Prompt
Return the records, each one exactly as written.

::::::::

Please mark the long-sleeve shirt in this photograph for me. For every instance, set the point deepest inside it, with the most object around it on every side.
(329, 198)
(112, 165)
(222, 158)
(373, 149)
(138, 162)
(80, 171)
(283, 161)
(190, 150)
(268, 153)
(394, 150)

::::::::

Exercise output
Please mark the long-sleeve shirt in this photograph for me. For every instance, set the point deepest inside it, with the most object around it on every side.
(329, 198)
(112, 165)
(222, 158)
(373, 149)
(138, 162)
(80, 171)
(283, 161)
(190, 150)
(268, 153)
(394, 150)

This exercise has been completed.